**Document segment**.

But, really, is that any way to end a book? Bill confesses something to Hefty that we have to guess from the context of the clues scattered throughout the novel; both men agree that all working class men in the area are intellectually better off now that they have gone through the strike and are on the verge of joining the Communist Party; the end.

It's not the lack of closure, it's the way things suddenly revert back to the soap opera, without quite letting go of the propaganda. The propaganda was easier to stomach when we were talking about the strike - not so much with the sudden prostitution and babies subplot.


*Dulcie's character arc in this novel is annoying. She has every right to object to the fact that her husband had been previously married and had visited prostitutes - especially since he neglected to tell her about this until after marrying her and taking her far away from her friends and family. However, she was also "unthinking" and stubborn, objecting to things purely because she felt they were objectionable, and not because she actually knew why they were objectionable. All that malarky about trying to insist Hefty didn't go any where near anyone or anything connected with his ex-wife, even though he was happy to think of Elsie as Bill's wife and leave it at that. Her fear of being seen in public with a man (any man) who wasn't her husband (what would people say!)... You just wanted to smack her in the head (hence, my last entry). And then, even her "growth" through the strike and the way it encouraged her to think for the first time was also kind of annoying.

**Task A**.
Edit the rows beginning with the line containing "I'd appreciate it if you could identify where the cat's ear" and continuing through the end of the rows, and give those lines again with "black car" replaced by "dark sedan" and everything else left as it is.

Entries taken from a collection
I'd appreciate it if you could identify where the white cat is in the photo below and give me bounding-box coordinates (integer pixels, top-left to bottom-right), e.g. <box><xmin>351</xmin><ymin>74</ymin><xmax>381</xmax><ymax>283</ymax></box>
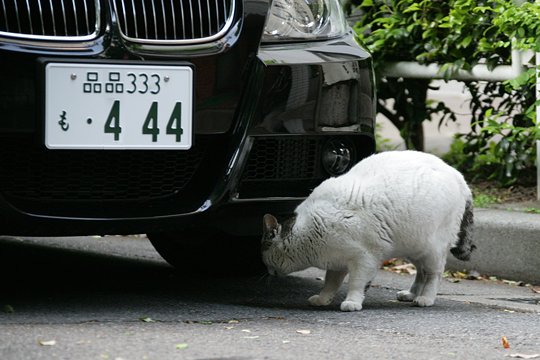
<box><xmin>262</xmin><ymin>151</ymin><xmax>476</xmax><ymax>311</ymax></box>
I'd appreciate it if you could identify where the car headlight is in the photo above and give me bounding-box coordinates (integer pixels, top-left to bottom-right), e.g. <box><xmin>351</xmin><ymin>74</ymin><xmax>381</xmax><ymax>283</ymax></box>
<box><xmin>262</xmin><ymin>0</ymin><xmax>347</xmax><ymax>42</ymax></box>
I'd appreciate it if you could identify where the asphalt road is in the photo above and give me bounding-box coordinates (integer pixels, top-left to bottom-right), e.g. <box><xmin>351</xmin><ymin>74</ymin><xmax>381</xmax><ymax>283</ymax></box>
<box><xmin>0</xmin><ymin>237</ymin><xmax>540</xmax><ymax>360</ymax></box>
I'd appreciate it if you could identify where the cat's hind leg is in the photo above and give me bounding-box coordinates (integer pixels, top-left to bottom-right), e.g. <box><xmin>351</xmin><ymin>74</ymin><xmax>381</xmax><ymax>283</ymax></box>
<box><xmin>340</xmin><ymin>257</ymin><xmax>378</xmax><ymax>311</ymax></box>
<box><xmin>397</xmin><ymin>262</ymin><xmax>426</xmax><ymax>302</ymax></box>
<box><xmin>413</xmin><ymin>250</ymin><xmax>446</xmax><ymax>307</ymax></box>
<box><xmin>309</xmin><ymin>270</ymin><xmax>347</xmax><ymax>306</ymax></box>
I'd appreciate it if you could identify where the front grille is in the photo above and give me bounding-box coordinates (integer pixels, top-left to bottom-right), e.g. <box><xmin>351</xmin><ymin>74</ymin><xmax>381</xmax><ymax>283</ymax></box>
<box><xmin>0</xmin><ymin>0</ymin><xmax>100</xmax><ymax>40</ymax></box>
<box><xmin>0</xmin><ymin>139</ymin><xmax>207</xmax><ymax>201</ymax></box>
<box><xmin>238</xmin><ymin>136</ymin><xmax>328</xmax><ymax>199</ymax></box>
<box><xmin>114</xmin><ymin>0</ymin><xmax>235</xmax><ymax>43</ymax></box>
<box><xmin>243</xmin><ymin>137</ymin><xmax>322</xmax><ymax>180</ymax></box>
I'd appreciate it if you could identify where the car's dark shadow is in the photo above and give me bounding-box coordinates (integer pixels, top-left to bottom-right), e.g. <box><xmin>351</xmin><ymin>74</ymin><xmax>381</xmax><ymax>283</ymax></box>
<box><xmin>0</xmin><ymin>237</ymin><xmax>410</xmax><ymax>322</ymax></box>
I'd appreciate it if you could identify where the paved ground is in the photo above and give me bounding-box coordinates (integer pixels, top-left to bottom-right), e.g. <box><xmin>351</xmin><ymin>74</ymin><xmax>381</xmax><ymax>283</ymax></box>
<box><xmin>0</xmin><ymin>237</ymin><xmax>540</xmax><ymax>360</ymax></box>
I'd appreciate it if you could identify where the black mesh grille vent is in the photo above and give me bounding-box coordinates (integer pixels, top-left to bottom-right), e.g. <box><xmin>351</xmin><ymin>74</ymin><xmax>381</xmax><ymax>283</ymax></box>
<box><xmin>114</xmin><ymin>0</ymin><xmax>234</xmax><ymax>41</ymax></box>
<box><xmin>0</xmin><ymin>140</ymin><xmax>206</xmax><ymax>201</ymax></box>
<box><xmin>0</xmin><ymin>0</ymin><xmax>99</xmax><ymax>38</ymax></box>
<box><xmin>243</xmin><ymin>137</ymin><xmax>322</xmax><ymax>181</ymax></box>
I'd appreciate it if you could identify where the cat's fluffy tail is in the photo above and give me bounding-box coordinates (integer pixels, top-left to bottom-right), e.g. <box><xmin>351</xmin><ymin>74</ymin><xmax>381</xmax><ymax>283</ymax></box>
<box><xmin>450</xmin><ymin>198</ymin><xmax>476</xmax><ymax>261</ymax></box>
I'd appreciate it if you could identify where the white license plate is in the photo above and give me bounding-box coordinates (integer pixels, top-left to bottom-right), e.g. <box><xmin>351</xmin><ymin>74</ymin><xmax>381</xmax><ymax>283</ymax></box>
<box><xmin>45</xmin><ymin>63</ymin><xmax>193</xmax><ymax>150</ymax></box>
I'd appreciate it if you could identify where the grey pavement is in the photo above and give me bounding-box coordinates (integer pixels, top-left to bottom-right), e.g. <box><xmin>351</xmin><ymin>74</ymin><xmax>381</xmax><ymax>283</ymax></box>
<box><xmin>0</xmin><ymin>236</ymin><xmax>540</xmax><ymax>360</ymax></box>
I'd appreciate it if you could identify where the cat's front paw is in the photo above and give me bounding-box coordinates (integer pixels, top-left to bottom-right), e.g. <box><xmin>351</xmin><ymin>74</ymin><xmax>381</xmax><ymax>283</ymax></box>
<box><xmin>413</xmin><ymin>296</ymin><xmax>435</xmax><ymax>307</ymax></box>
<box><xmin>397</xmin><ymin>290</ymin><xmax>416</xmax><ymax>302</ymax></box>
<box><xmin>341</xmin><ymin>300</ymin><xmax>362</xmax><ymax>311</ymax></box>
<box><xmin>308</xmin><ymin>295</ymin><xmax>332</xmax><ymax>306</ymax></box>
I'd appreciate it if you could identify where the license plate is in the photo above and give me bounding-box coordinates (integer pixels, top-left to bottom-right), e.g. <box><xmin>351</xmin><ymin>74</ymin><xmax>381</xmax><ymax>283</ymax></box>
<box><xmin>45</xmin><ymin>63</ymin><xmax>193</xmax><ymax>150</ymax></box>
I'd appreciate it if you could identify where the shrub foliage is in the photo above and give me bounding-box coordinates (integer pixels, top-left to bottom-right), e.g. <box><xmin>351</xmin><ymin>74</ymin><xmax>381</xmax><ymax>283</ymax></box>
<box><xmin>353</xmin><ymin>0</ymin><xmax>540</xmax><ymax>185</ymax></box>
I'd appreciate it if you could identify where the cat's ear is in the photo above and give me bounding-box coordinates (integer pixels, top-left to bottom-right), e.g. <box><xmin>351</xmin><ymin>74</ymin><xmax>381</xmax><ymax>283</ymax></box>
<box><xmin>263</xmin><ymin>214</ymin><xmax>281</xmax><ymax>238</ymax></box>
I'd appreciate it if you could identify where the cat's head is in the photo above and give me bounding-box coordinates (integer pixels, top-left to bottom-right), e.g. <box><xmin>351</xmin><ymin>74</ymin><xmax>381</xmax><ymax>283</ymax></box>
<box><xmin>261</xmin><ymin>214</ymin><xmax>295</xmax><ymax>276</ymax></box>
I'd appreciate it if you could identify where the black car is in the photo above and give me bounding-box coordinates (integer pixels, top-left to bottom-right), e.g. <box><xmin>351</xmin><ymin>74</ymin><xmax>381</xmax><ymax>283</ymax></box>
<box><xmin>0</xmin><ymin>0</ymin><xmax>375</xmax><ymax>272</ymax></box>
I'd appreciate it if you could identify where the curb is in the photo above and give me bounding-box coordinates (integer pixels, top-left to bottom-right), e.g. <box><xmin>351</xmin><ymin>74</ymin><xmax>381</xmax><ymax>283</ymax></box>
<box><xmin>446</xmin><ymin>209</ymin><xmax>540</xmax><ymax>284</ymax></box>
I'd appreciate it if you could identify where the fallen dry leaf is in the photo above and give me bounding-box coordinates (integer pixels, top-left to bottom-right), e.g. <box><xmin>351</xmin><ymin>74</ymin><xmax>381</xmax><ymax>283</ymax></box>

**Task B**.
According to the book review, which subplot made the propaganda harder to stomach?

**Task solution A**.
I'd appreciate it if you could identify where the cat's ear is in the photo above and give me bounding-box coordinates (integer pixels, top-left to bottom-right), e.g. <box><xmin>351</xmin><ymin>74</ymin><xmax>381</xmax><ymax>283</ymax></box>
<box><xmin>263</xmin><ymin>214</ymin><xmax>281</xmax><ymax>238</ymax></box>
I'd appreciate it if you could identify where the cat's head is in the photo above and give me bounding-box coordinates (integer pixels, top-left to bottom-right), e.g. <box><xmin>351</xmin><ymin>74</ymin><xmax>381</xmax><ymax>283</ymax></box>
<box><xmin>261</xmin><ymin>214</ymin><xmax>295</xmax><ymax>276</ymax></box>
I'd appreciate it if you could identify where the dark sedan is in the photo above and give me bounding-box coordinates (integer pixels, top-left to bottom-right), e.g. <box><xmin>351</xmin><ymin>74</ymin><xmax>381</xmax><ymax>283</ymax></box>
<box><xmin>0</xmin><ymin>0</ymin><xmax>375</xmax><ymax>272</ymax></box>
I'd appreciate it if you could identify where the curb is in the photo above and give me bounding-box coordinates (integer pixels, top-left to bottom-right), e.g. <box><xmin>351</xmin><ymin>74</ymin><xmax>381</xmax><ymax>283</ymax></box>
<box><xmin>446</xmin><ymin>209</ymin><xmax>540</xmax><ymax>284</ymax></box>
I'd appreciate it if you could identify where the fallen dry leaf is in the photo above and give me bounding-box coordinates (integer pixels, top-left to bottom-right), e.g. <box><xmin>351</xmin><ymin>74</ymin><xmax>381</xmax><ymax>283</ymax></box>

**Task solution B**.
The sudden prostitution and babies subplot.